GIVEN INFORMATION Start Marker

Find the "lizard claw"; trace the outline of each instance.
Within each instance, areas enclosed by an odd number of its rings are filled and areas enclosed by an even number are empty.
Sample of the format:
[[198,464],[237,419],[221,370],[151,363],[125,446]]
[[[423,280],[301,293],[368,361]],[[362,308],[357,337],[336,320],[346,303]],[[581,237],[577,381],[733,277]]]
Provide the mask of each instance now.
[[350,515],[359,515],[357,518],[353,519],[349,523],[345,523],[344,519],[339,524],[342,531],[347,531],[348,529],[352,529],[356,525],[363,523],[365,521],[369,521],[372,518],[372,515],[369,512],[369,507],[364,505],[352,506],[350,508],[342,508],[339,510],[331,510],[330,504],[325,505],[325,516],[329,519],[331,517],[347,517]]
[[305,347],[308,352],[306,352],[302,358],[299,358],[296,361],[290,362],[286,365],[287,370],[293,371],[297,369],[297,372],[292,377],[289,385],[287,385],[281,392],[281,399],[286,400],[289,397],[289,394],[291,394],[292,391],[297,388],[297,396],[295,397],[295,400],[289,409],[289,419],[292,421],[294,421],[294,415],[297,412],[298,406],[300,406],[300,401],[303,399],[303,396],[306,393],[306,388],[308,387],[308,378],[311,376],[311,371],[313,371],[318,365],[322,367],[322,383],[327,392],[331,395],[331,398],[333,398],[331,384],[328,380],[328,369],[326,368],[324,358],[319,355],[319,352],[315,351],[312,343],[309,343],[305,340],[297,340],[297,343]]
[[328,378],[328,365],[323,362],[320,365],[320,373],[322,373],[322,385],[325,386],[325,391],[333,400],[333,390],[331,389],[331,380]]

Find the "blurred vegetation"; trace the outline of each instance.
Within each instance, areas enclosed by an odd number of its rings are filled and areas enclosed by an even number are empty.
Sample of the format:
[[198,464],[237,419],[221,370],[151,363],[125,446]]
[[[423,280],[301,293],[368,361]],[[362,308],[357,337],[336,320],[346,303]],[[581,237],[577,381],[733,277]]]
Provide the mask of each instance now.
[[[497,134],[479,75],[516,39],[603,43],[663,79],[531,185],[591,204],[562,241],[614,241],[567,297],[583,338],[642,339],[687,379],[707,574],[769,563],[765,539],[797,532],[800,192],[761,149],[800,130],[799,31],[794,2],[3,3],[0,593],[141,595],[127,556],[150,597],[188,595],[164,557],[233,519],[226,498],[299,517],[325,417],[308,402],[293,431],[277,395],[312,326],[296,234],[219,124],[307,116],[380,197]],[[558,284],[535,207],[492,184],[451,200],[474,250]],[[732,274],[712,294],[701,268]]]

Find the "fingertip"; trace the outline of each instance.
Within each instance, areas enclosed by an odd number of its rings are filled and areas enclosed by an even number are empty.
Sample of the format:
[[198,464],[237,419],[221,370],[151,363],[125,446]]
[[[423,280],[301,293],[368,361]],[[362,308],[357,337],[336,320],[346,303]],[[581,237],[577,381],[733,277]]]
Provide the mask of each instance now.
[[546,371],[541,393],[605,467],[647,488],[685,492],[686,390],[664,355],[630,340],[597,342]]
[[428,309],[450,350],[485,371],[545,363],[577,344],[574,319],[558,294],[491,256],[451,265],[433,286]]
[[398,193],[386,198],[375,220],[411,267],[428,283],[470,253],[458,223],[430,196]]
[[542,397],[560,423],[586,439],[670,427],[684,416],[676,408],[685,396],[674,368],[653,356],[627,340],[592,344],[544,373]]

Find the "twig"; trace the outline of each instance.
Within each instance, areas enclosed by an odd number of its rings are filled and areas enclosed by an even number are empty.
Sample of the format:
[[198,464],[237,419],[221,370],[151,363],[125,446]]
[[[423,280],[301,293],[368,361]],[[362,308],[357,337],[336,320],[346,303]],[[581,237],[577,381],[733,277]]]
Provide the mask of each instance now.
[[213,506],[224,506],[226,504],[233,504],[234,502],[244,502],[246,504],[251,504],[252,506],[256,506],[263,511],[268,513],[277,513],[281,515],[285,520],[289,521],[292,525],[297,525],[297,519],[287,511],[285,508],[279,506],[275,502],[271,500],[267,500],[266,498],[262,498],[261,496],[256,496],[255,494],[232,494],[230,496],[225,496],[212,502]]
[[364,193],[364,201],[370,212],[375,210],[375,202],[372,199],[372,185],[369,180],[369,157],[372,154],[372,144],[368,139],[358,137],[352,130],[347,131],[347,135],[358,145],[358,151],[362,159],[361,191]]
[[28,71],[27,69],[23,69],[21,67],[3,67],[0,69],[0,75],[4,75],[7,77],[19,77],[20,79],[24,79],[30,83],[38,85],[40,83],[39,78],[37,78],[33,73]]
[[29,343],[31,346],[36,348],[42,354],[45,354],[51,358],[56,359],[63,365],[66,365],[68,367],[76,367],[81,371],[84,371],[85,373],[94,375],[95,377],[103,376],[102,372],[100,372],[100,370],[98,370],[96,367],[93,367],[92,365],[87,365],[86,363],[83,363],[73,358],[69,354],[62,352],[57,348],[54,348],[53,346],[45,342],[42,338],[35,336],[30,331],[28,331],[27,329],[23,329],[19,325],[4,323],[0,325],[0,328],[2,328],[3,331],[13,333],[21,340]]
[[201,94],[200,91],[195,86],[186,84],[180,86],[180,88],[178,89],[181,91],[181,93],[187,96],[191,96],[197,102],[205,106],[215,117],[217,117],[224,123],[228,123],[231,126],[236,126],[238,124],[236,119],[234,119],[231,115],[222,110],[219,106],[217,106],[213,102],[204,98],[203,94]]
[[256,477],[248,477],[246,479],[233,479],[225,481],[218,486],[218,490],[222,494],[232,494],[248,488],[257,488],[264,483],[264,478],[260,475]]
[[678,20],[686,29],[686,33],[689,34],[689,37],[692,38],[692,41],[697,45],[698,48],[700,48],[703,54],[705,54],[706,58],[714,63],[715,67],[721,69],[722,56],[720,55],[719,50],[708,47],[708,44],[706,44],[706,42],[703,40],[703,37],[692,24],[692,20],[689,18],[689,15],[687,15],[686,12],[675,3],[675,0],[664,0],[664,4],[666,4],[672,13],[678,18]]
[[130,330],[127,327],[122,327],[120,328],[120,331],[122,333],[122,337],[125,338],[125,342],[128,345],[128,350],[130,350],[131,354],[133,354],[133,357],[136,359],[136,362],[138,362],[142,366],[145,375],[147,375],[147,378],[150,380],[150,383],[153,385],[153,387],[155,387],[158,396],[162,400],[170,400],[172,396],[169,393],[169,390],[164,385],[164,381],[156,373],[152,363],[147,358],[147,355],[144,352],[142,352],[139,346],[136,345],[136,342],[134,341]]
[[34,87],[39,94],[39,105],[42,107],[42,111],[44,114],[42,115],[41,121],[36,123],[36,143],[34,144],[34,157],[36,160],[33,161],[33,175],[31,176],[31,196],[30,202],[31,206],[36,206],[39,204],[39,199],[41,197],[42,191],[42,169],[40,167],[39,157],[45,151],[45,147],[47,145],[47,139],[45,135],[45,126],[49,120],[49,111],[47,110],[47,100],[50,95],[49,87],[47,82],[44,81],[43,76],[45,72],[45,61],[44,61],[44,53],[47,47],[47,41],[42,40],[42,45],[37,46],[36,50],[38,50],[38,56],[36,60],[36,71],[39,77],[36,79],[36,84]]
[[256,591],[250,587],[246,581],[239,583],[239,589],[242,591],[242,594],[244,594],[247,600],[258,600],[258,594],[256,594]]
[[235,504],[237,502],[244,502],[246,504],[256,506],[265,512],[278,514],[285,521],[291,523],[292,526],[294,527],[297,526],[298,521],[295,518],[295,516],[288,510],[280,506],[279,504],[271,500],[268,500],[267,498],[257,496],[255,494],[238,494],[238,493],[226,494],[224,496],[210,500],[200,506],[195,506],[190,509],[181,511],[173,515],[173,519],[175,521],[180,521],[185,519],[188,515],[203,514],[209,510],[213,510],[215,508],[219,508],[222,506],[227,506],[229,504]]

GIVEN INFORMATION End Marker

Look through the material above for "trace" and copy the lines that have it.

#### EXPECTED ANSWER:
Find the "lizard claw"; trace the outline of each instance.
Find the "blurred vegetation"; trace the outline of each instance.
Find the "fingertip"; trace the outline of each instance.
Find the "twig"; trace the outline of each instance.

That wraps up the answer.